**TASK DETAILS**
Could you rewrite every row below, putting "dot" wherever "marker" appears and leaving everything else untouched?
# # # #
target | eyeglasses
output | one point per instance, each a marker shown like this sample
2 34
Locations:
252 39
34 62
# # # #
**RESULT OF THIS TASK**
target | eyeglasses
output | one point per instance, each a dot shown like this sample
2 34
Locations:
252 39
34 62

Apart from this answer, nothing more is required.